English medical professional and astrologer

Francis Bernard (bapt. 28 September 1628 – 9 February 1698) was an English apothecary, astrologer and physician, known for his large medical library.

==Life==
He was the son of Samuel Bernard, vicar of Croydon, and his wife Elizabeth. Until later middle age he was an apothecary, made free of the Society of Apothecaries in 1653. Charles Bernard was his brother.

Bernard was incorporated M.D. at Cambridge in 1678, having received a Lambeth degree earlier in the same year from William Sancroft, Archbishop of Canterbury.

He became a fellow of the College of Physicians of London in 1687, nominated by James II's charter: he had been elected an honorary fellow seven years earlier. He was elected assistant-physician to St Bartholomew's Hospital 20 November 1678, and was appointed physician in ordinary to James II. Robert Walpole (1650–1700) was one of his patients. He was on good terms with Theophilus de Garencières.

-------------------------

▶ [Using the information]
1. Reproduce the stretch of the Francis Bernard biography from "He became a" through "Theophilus de Garencières.".
2. Carry on the Francis Bernard biography from its final sentence.

-------------------------

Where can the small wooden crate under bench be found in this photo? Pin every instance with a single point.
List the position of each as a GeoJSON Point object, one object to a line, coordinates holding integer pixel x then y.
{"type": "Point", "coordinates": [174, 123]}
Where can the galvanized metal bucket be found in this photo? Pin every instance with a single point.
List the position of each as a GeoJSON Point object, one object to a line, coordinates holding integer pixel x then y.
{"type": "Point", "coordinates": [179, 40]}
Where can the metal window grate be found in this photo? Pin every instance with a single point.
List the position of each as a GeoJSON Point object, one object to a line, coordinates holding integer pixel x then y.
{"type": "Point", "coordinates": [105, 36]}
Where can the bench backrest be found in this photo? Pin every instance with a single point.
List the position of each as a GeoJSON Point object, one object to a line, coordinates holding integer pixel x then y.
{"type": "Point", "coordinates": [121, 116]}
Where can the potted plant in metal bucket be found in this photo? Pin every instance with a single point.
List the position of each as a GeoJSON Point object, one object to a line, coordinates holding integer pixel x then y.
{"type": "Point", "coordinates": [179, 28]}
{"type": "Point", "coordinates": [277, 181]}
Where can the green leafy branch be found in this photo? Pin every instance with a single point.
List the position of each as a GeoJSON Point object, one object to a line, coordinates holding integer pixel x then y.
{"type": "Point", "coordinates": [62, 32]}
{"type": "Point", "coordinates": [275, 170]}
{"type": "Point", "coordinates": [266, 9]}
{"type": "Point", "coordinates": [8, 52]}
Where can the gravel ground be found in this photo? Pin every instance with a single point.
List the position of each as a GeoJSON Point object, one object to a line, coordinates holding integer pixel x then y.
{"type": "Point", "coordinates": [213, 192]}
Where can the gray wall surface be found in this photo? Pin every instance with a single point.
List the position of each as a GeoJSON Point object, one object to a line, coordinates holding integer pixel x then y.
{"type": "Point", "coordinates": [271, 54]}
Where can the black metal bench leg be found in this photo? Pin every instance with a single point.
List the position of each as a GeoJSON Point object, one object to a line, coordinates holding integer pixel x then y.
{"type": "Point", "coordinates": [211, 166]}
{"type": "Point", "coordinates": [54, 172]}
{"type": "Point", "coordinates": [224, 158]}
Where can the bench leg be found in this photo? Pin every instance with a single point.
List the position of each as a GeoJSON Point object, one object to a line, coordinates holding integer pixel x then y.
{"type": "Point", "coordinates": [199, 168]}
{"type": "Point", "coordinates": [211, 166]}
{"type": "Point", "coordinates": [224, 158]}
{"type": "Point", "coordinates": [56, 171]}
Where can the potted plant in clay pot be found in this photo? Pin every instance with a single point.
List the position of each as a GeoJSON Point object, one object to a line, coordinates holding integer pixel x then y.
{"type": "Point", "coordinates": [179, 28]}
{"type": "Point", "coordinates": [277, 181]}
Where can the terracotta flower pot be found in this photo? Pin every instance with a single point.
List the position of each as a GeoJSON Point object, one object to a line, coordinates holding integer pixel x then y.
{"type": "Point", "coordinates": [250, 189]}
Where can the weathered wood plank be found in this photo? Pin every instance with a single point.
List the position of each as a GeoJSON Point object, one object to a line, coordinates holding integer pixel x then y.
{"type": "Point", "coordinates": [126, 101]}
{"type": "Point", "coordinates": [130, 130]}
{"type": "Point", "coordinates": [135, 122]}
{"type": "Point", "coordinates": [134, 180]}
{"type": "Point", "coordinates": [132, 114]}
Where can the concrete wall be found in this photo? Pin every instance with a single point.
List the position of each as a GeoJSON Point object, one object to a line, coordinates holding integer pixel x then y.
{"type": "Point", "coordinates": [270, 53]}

-------------------------

▶ [Answers to the tasks]
1.
He became a fellow of the College of Physicians of London in 1687, nominated by James II's charter: he had been elected an honorary fellow seven years earlier. He was elected assistant-physician to St Bartholomew's Hospital 20 November 1678, and was appointed physician in ordinary to James II. Robert Walpole (1650–1700) was one of his patients. He was on good terms with Theophilus de Garencières.

2.
Bernard died 9 February 1698 and a monument to him was placed in St Botolph's, Aldersgate, by his wife.

==Library==
His house was in Little Britain, London, near St Bartholomew's Hospital, and it contained a major library. Besides the learned languages, Bernard knew French, Spanish, and Italian. The medical part of his library was reputed to be the largest collection of books on physic yet made in England. It was auctioned after his death, and much of it went to Hans Sloane. The sale was also the source for John Toland of works by Giordano Bruno. Among the Sloane manuscripts is one of Bernard's casebooks.

==Astrologer==
Bernard was also an astrologer, who cast horoscopes in the traditional way. The nativity he gave for George Joyce survives. John Aubrey took an interest in the horoscope for Thomas Hobbes on which Bernard collaborated with John Gadbury. Bernard was lampooned as "Horoscope" in Samuel Garth's The Dispensary:

An inner Room receives the numerous shoals
 Of such as pay to be reputed Fools,
 Globes stand by Globes, Volumes on Volumes lie,
 And Planetary schemes amuse the eye.

Bernard communicated to William Lilly in 1664 a theory on horoscopes for cities, and its application to the prediction of fires in London.

==Family==
Bernard and his wife Anne were married around 1654.